ACTIVITY:
Your answer must be the data repeated exactly, with no pictures in it.

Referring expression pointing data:
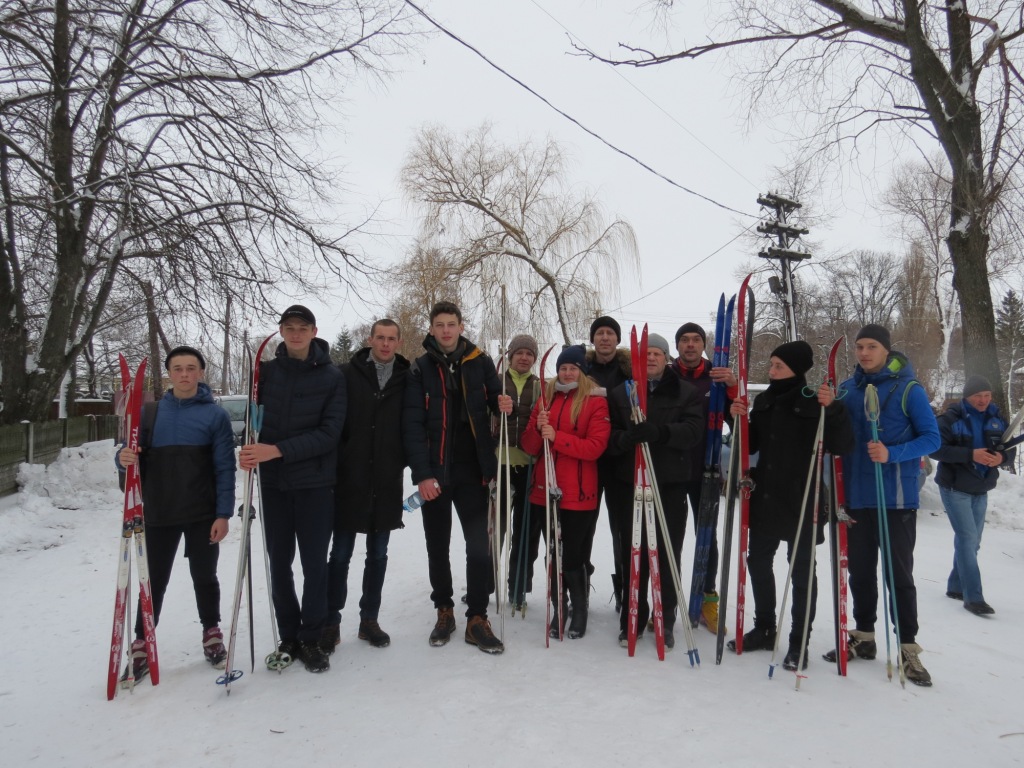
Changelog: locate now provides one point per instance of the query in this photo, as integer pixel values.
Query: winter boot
(556, 606)
(980, 608)
(443, 629)
(213, 647)
(138, 668)
(373, 634)
(330, 638)
(912, 667)
(577, 582)
(860, 645)
(760, 638)
(709, 612)
(478, 633)
(313, 657)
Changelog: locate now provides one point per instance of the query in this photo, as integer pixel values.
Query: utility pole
(784, 252)
(224, 380)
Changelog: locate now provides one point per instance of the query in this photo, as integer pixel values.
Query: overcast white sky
(677, 118)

ANSWER SPACE:
Changelog: locate now provides one point per instance of the query in this photo, as integer pixel values.
Query: winter boot
(556, 606)
(980, 608)
(443, 629)
(213, 647)
(138, 668)
(373, 634)
(330, 638)
(912, 667)
(577, 582)
(860, 645)
(760, 638)
(709, 612)
(478, 633)
(313, 657)
Changelog: locate now provides one point per instance of the query in this photo, as integer pixel values.
Query: utility pole
(784, 252)
(224, 380)
Changelog: locate now provides one point per instance of the query in this photo, as integer pixel values.
Query: overcast white sky
(677, 118)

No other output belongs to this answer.